_RECORDS SUPPLIED_:

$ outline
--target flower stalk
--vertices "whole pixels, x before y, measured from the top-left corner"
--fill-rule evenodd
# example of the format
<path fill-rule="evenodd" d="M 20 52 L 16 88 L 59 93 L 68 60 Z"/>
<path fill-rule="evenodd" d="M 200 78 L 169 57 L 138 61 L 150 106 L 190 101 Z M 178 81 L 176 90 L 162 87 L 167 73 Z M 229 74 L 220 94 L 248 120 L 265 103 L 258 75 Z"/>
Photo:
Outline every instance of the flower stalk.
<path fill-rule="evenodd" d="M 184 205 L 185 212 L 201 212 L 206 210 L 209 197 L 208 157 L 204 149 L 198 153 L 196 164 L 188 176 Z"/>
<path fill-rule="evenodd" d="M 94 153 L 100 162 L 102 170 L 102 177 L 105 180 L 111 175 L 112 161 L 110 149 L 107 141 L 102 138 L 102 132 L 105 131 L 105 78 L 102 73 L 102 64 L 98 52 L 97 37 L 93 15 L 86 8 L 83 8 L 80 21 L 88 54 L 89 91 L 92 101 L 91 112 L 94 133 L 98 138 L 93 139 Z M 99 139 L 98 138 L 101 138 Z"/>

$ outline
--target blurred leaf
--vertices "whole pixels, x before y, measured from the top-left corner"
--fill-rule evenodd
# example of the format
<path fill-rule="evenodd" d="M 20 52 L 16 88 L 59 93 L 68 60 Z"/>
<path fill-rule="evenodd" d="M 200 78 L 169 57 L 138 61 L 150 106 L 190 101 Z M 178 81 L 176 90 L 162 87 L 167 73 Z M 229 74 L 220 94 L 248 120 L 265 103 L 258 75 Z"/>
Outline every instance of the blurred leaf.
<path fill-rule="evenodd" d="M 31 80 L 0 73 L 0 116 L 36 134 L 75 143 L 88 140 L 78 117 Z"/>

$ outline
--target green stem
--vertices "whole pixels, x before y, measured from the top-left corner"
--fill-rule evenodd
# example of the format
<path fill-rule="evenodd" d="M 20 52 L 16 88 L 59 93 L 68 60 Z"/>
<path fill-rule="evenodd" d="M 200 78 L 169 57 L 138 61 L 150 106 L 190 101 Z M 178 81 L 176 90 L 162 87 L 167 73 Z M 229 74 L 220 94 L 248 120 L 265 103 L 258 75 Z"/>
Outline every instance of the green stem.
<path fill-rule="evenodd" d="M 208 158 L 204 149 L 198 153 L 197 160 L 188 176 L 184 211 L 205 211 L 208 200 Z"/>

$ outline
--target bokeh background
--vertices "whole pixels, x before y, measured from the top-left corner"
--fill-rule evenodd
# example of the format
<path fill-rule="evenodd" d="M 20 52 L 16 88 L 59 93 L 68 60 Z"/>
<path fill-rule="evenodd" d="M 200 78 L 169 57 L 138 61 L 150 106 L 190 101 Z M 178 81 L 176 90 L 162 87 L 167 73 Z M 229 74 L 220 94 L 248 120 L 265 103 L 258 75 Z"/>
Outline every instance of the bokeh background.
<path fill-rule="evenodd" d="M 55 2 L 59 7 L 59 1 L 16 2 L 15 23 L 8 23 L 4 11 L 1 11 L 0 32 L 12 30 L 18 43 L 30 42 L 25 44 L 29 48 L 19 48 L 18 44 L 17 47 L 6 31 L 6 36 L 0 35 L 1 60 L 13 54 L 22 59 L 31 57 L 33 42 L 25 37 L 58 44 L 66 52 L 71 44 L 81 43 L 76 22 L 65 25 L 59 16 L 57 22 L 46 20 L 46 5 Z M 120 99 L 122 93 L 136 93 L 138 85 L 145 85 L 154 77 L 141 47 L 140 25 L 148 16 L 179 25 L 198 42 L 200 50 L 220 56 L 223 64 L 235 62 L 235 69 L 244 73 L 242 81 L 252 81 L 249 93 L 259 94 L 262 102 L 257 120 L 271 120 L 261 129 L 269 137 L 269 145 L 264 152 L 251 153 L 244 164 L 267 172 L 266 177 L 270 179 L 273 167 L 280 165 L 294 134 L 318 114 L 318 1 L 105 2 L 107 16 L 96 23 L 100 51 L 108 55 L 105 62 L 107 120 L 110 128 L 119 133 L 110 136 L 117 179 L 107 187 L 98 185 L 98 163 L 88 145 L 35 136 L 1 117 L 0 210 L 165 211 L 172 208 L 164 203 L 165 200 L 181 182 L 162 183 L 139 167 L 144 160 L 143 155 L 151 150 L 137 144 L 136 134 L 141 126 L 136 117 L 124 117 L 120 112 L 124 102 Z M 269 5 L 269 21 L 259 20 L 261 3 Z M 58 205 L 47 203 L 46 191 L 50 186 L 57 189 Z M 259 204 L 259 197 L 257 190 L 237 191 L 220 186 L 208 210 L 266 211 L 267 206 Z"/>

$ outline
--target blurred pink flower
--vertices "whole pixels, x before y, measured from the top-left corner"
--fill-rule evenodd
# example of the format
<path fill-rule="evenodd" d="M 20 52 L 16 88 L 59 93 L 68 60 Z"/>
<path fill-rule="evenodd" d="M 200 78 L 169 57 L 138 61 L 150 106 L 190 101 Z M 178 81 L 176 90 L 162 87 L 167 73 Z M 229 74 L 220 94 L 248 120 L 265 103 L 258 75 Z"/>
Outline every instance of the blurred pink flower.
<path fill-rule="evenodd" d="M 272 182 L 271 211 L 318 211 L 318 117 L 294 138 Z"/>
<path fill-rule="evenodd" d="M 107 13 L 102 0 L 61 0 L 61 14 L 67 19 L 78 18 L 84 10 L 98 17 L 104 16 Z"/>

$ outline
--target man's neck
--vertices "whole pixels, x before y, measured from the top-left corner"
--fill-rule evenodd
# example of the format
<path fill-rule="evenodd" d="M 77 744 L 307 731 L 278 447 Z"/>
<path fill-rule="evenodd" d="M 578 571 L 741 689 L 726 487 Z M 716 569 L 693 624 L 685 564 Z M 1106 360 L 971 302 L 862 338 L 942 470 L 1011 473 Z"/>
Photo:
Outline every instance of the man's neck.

_DIRECTION_: Copy the listing from its first line through the line with "94 153 L 100", keeping every line, requests included. In the answer outlines, scale each vertex coordinate by 1.75 and round to a whole number, with halves rounded up; leave the numbers in the requests and their format samples unchanged.

_COMPLETE RESPONSE_:
$ outline
--target flower stalk
--vertices "whole pixels, x before y, measured from the top-left corner"
--fill-rule evenodd
# example of the format
<path fill-rule="evenodd" d="M 20 52 L 16 88 L 59 93 L 68 60 Z"/>
<path fill-rule="evenodd" d="M 200 78 L 169 57 L 138 61 L 150 106 L 190 101 Z M 178 81 L 176 90 L 162 87 L 167 73 Z M 229 74 L 220 94 L 248 120 L 265 103 L 258 75 Z"/>
Photo:
Outline every instance of the flower stalk.
<path fill-rule="evenodd" d="M 322 359 L 324 371 L 352 371 L 361 368 L 366 345 L 364 275 L 357 261 L 347 268 L 343 287 L 329 308 Z"/>
<path fill-rule="evenodd" d="M 165 268 L 175 284 L 179 298 L 179 310 L 184 315 L 194 306 L 196 282 L 193 261 L 187 247 L 179 242 L 179 231 L 184 229 L 184 137 L 179 128 L 179 112 L 172 91 L 170 65 L 163 26 L 151 14 L 145 14 L 140 37 L 154 95 L 156 159 L 161 177 L 159 196 L 165 233 L 172 242 L 163 243 Z M 173 243 L 172 242 L 177 242 Z"/>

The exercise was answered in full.